>> START Information shown
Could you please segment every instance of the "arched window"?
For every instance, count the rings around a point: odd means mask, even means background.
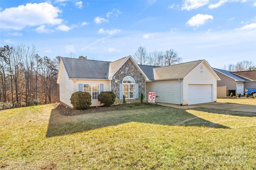
[[[123,80],[123,95],[126,99],[135,98],[135,81],[130,76],[127,76]]]

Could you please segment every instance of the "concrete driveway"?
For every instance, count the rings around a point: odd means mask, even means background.
[[[157,104],[159,105],[179,108],[180,109],[188,109],[197,107],[206,107],[210,109],[219,109],[220,110],[228,110],[230,111],[253,112],[256,114],[256,106],[244,104],[233,104],[218,102],[182,106],[160,103],[158,103]]]

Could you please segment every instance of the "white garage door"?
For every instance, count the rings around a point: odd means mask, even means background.
[[[188,85],[188,104],[211,102],[212,96],[210,84]]]

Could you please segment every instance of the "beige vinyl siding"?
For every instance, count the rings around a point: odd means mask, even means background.
[[[226,96],[228,96],[228,90],[236,90],[236,82],[234,79],[227,76],[222,73],[218,71],[215,71],[215,72],[220,77],[221,80],[217,81],[217,86],[226,86]]]
[[[72,107],[70,98],[74,92],[73,81],[69,79],[65,67],[62,69],[60,81],[60,101]]]
[[[77,92],[78,91],[78,84],[103,84],[103,91],[110,91],[110,81],[108,80],[76,80],[74,83],[75,86],[75,91]],[[101,90],[101,89],[100,90]],[[71,96],[70,96],[71,97]],[[70,98],[70,97],[69,98]],[[98,99],[92,100],[92,105],[91,106],[97,106],[102,105],[100,104],[100,102],[98,100]]]
[[[156,81],[146,83],[146,99],[148,92],[155,92],[156,102],[180,104],[180,82],[178,80]]]
[[[244,83],[244,88],[245,89],[256,88],[256,81],[245,82]]]
[[[201,69],[201,66],[202,69]],[[183,80],[183,104],[184,105],[188,105],[188,85],[189,84],[208,84],[212,85],[213,102],[216,102],[217,100],[217,81],[212,71],[208,65],[203,62],[189,73]],[[202,95],[203,94],[198,94]]]

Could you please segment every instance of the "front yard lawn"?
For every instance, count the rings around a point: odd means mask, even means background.
[[[256,169],[256,114],[157,106],[66,116],[0,112],[0,168]]]
[[[217,102],[256,106],[256,99],[245,98],[228,98],[217,99]]]

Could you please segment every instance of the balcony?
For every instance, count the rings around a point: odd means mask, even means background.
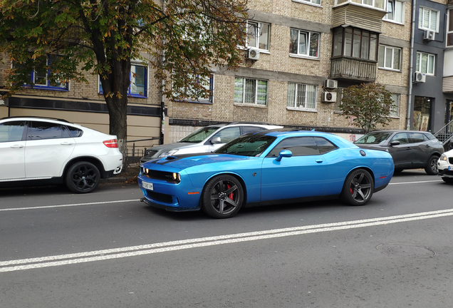
[[[336,0],[333,8],[332,27],[345,25],[382,32],[386,0]]]
[[[376,80],[376,61],[356,58],[332,58],[330,78],[373,82]]]

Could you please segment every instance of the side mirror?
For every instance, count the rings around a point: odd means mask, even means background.
[[[278,153],[278,157],[276,158],[275,160],[276,161],[280,161],[281,160],[282,158],[284,157],[291,157],[293,156],[293,153],[291,151],[290,151],[289,150],[283,150],[281,151],[280,151],[280,153]]]
[[[219,143],[222,143],[220,137],[214,137],[212,139],[211,139],[211,144],[219,144]]]

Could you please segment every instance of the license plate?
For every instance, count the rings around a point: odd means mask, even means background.
[[[142,186],[143,186],[143,188],[147,189],[148,190],[152,190],[154,189],[152,186],[152,183],[150,183],[147,182],[142,182]]]

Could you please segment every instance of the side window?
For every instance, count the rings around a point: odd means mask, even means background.
[[[69,130],[69,134],[71,137],[80,137],[83,134],[83,130],[75,127],[66,126],[66,128]]]
[[[400,144],[409,143],[409,139],[407,138],[407,134],[406,133],[398,133],[393,136],[390,142],[392,141],[400,141]]]
[[[240,135],[241,128],[234,127],[223,129],[213,135],[212,138],[220,137],[220,141],[222,143],[226,143]]]
[[[32,121],[27,131],[27,140],[69,138],[69,133],[61,124]]]
[[[280,151],[289,150],[293,156],[319,155],[318,145],[313,137],[288,138],[281,141],[267,155],[267,157],[277,157]]]
[[[335,145],[334,145],[327,139],[324,139],[323,138],[315,137],[315,141],[316,141],[318,148],[319,149],[319,153],[321,154],[326,154],[326,153],[338,148],[338,147],[337,147]]]
[[[409,138],[412,143],[425,142],[424,134],[421,133],[409,133]]]
[[[263,130],[263,128],[258,126],[242,126],[242,135],[259,130]]]
[[[0,124],[0,142],[21,140],[24,128],[24,121],[11,121]]]

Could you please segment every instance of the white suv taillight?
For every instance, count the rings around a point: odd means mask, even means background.
[[[103,143],[104,143],[104,145],[107,148],[118,148],[118,143],[116,142],[116,139],[105,140]]]

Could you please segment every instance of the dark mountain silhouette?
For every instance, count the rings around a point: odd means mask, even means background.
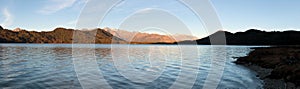
[[[300,45],[299,31],[260,31],[250,29],[245,32],[230,33],[227,31],[218,31],[210,36],[216,36],[225,33],[227,45]],[[210,45],[209,37],[195,40],[198,44]],[[181,44],[189,44],[193,41],[178,42]]]
[[[97,31],[97,33],[96,33]],[[73,34],[76,41],[73,41]],[[26,30],[8,30],[0,28],[0,43],[127,43],[118,37],[104,31],[103,29],[93,29],[87,31],[80,31],[66,28],[56,28],[49,32],[36,32]],[[96,34],[96,35],[95,35]],[[95,40],[90,41],[90,39]]]

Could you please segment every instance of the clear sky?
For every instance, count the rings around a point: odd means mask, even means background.
[[[17,27],[49,31],[56,27],[75,28],[77,18],[87,0],[0,0],[0,24],[9,29]],[[267,31],[300,29],[299,0],[211,0],[224,29],[230,32],[257,28]],[[125,0],[105,17],[98,27],[118,28],[129,15],[155,8],[180,19],[198,37],[207,36],[201,21],[177,0]],[[155,19],[165,19],[157,16]],[[153,18],[145,18],[150,21]],[[171,23],[171,22],[170,22]],[[174,26],[172,33],[184,33]],[[137,31],[137,29],[124,29]]]

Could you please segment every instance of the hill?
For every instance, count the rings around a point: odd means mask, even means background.
[[[104,28],[105,31],[111,33],[112,35],[124,39],[132,43],[174,43],[177,41],[184,40],[195,40],[197,37],[175,34],[175,35],[160,35],[160,34],[150,34],[142,32],[129,32],[119,29]]]
[[[115,37],[103,29],[81,31],[66,28],[56,28],[54,31],[49,32],[35,32],[20,29],[12,31],[3,29],[2,27],[0,28],[0,43],[72,43],[74,32],[78,36],[74,43],[127,43],[125,40]],[[95,40],[89,41],[93,38],[95,38]]]
[[[266,32],[250,29],[237,33],[218,31],[210,36],[216,36],[220,33],[225,33],[227,45],[300,45],[300,39],[298,39],[300,38],[300,32],[293,30]],[[210,36],[194,41],[198,44],[210,45]],[[189,44],[190,42],[192,41],[181,41],[178,43]]]

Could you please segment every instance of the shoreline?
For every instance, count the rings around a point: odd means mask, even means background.
[[[266,89],[299,89],[300,47],[253,48],[234,63],[257,73]]]

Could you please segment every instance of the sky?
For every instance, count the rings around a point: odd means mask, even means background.
[[[210,1],[219,16],[222,30],[238,32],[253,28],[265,31],[300,29],[299,0]],[[20,27],[34,31],[51,31],[57,27],[76,28],[78,17],[86,3],[88,0],[0,0],[0,25],[8,29]],[[97,8],[96,11],[101,9]],[[134,27],[135,24],[149,25],[150,22],[155,25],[144,29]],[[165,26],[168,29],[155,26]],[[97,27],[161,34],[191,34],[199,38],[208,35],[201,19],[178,0],[124,0],[111,8]],[[184,28],[188,31],[182,30]]]

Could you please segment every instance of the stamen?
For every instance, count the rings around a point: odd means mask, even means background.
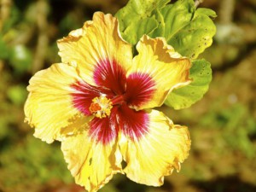
[[[106,96],[95,97],[89,108],[90,113],[97,118],[105,118],[110,115],[112,102]]]

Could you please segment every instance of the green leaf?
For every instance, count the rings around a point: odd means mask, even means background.
[[[10,65],[18,74],[26,72],[31,67],[32,56],[31,51],[24,45],[18,44],[10,50]]]
[[[193,0],[179,0],[160,9],[159,26],[149,35],[164,37],[175,50],[195,59],[211,46],[216,27],[210,17],[216,17],[209,9],[195,9]]]
[[[119,22],[122,37],[135,45],[143,34],[157,28],[155,11],[163,8],[170,0],[130,0],[115,16]]]
[[[192,82],[172,91],[166,100],[166,105],[175,109],[186,108],[201,100],[207,91],[212,80],[211,64],[205,60],[195,60],[189,73]]]

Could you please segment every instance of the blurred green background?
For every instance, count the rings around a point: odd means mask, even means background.
[[[61,61],[56,40],[90,20],[115,14],[126,0],[1,0],[0,192],[82,192],[60,150],[32,137],[23,122],[29,79]],[[172,1],[175,2],[175,1]],[[256,1],[205,0],[218,14],[214,43],[201,57],[212,63],[209,91],[190,108],[161,108],[189,126],[189,159],[160,188],[117,175],[101,192],[256,191]]]

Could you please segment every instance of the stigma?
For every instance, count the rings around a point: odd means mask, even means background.
[[[90,106],[90,111],[97,118],[108,117],[113,108],[112,102],[105,96],[95,97]]]

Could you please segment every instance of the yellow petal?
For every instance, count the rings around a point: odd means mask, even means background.
[[[152,110],[148,132],[138,139],[122,136],[119,145],[127,163],[124,172],[139,183],[159,186],[164,176],[188,156],[190,139],[187,127],[173,125],[162,113]]]
[[[38,72],[29,81],[25,120],[35,127],[36,137],[47,143],[61,140],[61,129],[79,114],[73,108],[72,88],[79,77],[72,66],[59,63]]]
[[[117,19],[109,14],[95,13],[93,20],[57,43],[62,62],[78,66],[83,79],[91,84],[99,64],[116,62],[125,70],[131,65],[131,45],[123,40]]]
[[[115,140],[107,144],[97,143],[83,130],[79,134],[67,137],[61,142],[61,150],[76,183],[93,192],[121,172],[122,157]]]
[[[137,45],[138,55],[134,57],[129,74],[147,73],[154,85],[151,99],[135,106],[137,110],[153,108],[162,105],[167,94],[174,88],[186,85],[191,62],[182,57],[163,38],[150,38],[144,35]]]

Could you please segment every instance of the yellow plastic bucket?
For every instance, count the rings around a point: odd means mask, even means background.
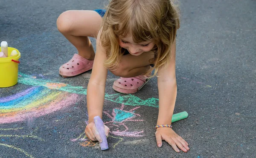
>> END Information shown
Aim - Copy out the rows from the line that contains "Could you please segment every instance of the yellow plastic" through the end of the rows, word for word, and leave the pictures out.

Task answer -
Could you please segment every instance of the yellow plastic bucket?
For every instance, count the rings around a point: odd means mask, even means background.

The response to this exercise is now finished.